REQUIRED WORK: For each entry below, copy the text exactly and leave out any picture.

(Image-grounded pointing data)
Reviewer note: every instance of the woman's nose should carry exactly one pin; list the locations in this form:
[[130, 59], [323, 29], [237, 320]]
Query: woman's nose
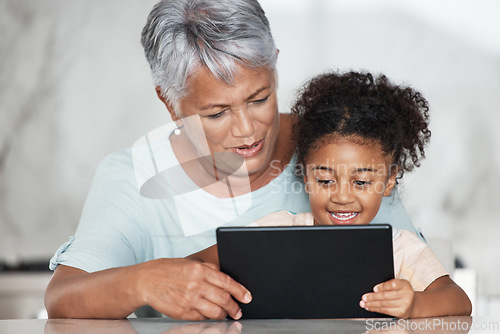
[[243, 124]]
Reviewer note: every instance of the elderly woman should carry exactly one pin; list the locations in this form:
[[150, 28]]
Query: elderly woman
[[214, 67]]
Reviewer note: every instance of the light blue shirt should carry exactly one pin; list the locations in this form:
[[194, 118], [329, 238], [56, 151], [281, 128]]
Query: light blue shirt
[[121, 227]]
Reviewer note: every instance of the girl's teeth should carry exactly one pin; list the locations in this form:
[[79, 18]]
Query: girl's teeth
[[344, 216]]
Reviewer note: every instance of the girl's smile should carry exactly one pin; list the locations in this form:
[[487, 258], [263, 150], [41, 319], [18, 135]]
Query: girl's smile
[[346, 181]]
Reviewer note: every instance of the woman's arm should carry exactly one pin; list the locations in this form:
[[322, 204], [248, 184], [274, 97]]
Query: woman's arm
[[178, 288], [396, 297], [210, 255]]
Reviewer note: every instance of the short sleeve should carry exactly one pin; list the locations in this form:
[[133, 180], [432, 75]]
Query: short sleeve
[[415, 261], [108, 234]]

RESULT:
Reviewer note: every instance of the woman's nose should carry exactly one pin; list the locations in this form:
[[130, 59], [323, 29], [237, 320]]
Query: woman's nose
[[243, 124]]
Reviewer note: every instance of the elderly woman should carry exactly one pin; list the locations in this form:
[[150, 28]]
Query: elderly woman
[[214, 67]]
Reviewer note: every instance of the light blue shirt should carry exactly one pin; list the locations in this form:
[[194, 118], [329, 238], [56, 151], [281, 128]]
Query: light blue shirt
[[121, 227]]
Reviewer note: every instance of the girl's teeth should carry exactly one pin; list the locations in this form:
[[79, 18]]
Query: girl's teeth
[[344, 216]]
Reviewer note: every instance of the girl's smile should carry exactly one pin; list the locations in this form:
[[487, 258], [263, 150], [41, 319], [18, 135]]
Query: girl's smile
[[346, 181]]
Reviewer note: every instance of the woman's arm should carry exactly one pin; list the locations in this form:
[[322, 204], [248, 184], [274, 97]]
Query: woman's arm
[[178, 288], [396, 297], [210, 255]]
Reviewer note: every instance of the short sleeve should carry exactly one pin; list the locations in this form:
[[133, 180], [432, 75]]
Query: short sleeve
[[415, 261], [108, 234]]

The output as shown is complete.